## [GIVEN RECORDS]
☆ ☆ ☆ ☆
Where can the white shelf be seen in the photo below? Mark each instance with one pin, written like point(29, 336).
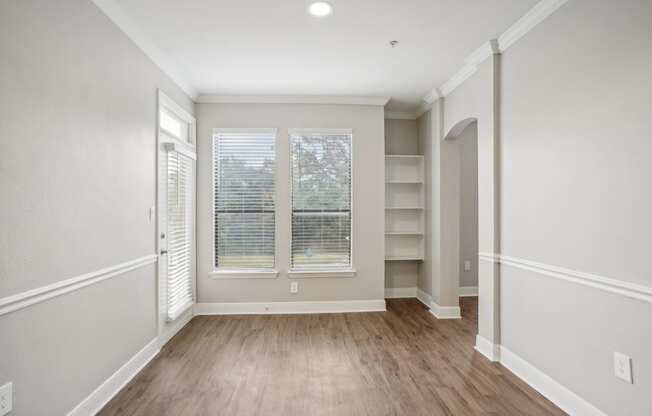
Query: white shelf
point(420, 157)
point(404, 182)
point(404, 233)
point(404, 205)
point(404, 208)
point(402, 258)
☆ ☆ ☆ ☆
## [WORK TO COMPLETE]
Set down the entries above exactly; no pictures belong in the copy.

## [SOLUTION FOR THIS TASK]
Where can the white shelf be seen in the photo below? Mark each instance with one pin, written like point(29, 336).
Query: white shelf
point(420, 157)
point(404, 182)
point(404, 233)
point(404, 205)
point(404, 208)
point(402, 258)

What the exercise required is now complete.